--- Page extract ---

This worksheet will deal with the cropping of raster data sets which is a quite common operation in image pre-processing, primarily in order to reduce computation costs.

After completing this worksheet, you should be able to crop raster data sets in R.

Things you need for this worksheet

  • R — the interpreter can be installed on any operation system. For Linux, you should use the r-cran packages supplied for your Linux distribution. If you use Ubuntu, this is one of many starting points. If you use Windows, you could install R from the official CRAN web page.

  • R Studio — we recommend to use R Studio for (interactive) programming with R. You can download R Studio from the official web page.

  • Git environment for your operating system. For Windows users with little experience on the command line we recommend GitHub Windows.

  • your aerial images from W02-1: Aerial images I/O
  • LiDAR-derived raster data layer (optional) available from

    GeoMOC - a data repository holding various data sets for visualization and download.

Learning log assignments

8-) As always, please add these entries to your today's learning log in the beginning of your Rmd file you will use to push to your GitHub classroom.

  • Favorite aspect of the session (if any)
  • Superfluous aspect of the session (if any)
  • Eureka effect (if any)
  • Links to what I've learned so far (if any)
  • Questions (if any)

--- Provided data ---

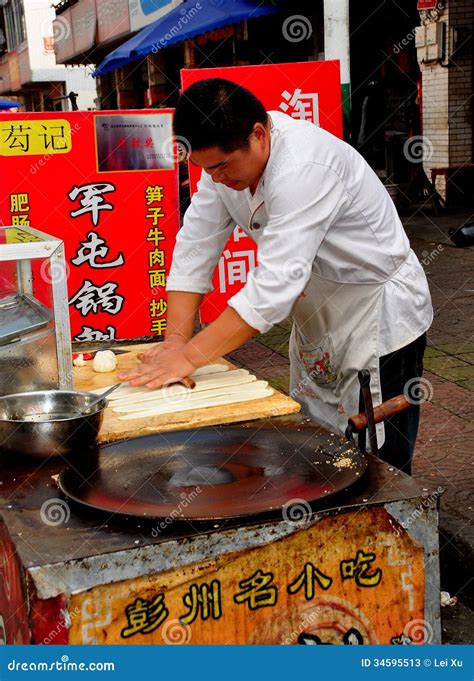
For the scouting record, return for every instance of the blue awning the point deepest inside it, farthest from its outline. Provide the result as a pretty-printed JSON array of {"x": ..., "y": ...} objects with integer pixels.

---

Tasks for this exercise:
A. Summarize the worksheet in two sentences.
B. Copy out word for word the part of the worksheet between "Learning log assignments" and "effect (if any)", inclusive.
Use only the worksheet text here, not the data.

Worked solutions:
A. The worksheet covers cropping raster data sets, a common image pre-processing operation done mainly to reduce computation costs, so that readers can crop raster data sets in R. It lists R, R Studio, a Git environment, the aerial images from W02-1, and an optional LiDAR-derived raster layer from GeoMOC as things needed, and it asks for learning log entries on favorite and superfluous aspects, eureka effects, links to what has been learned, and questions.

B.
Learning log assignments

8-) As always, please add these entries to your today's learning log in the beginning of your Rmd file you will use to push to your GitHub classroom.

  • Favorite aspect of the session (if any)
  • Superfluous aspect of the session (if any)
  • Eureka effect (if any)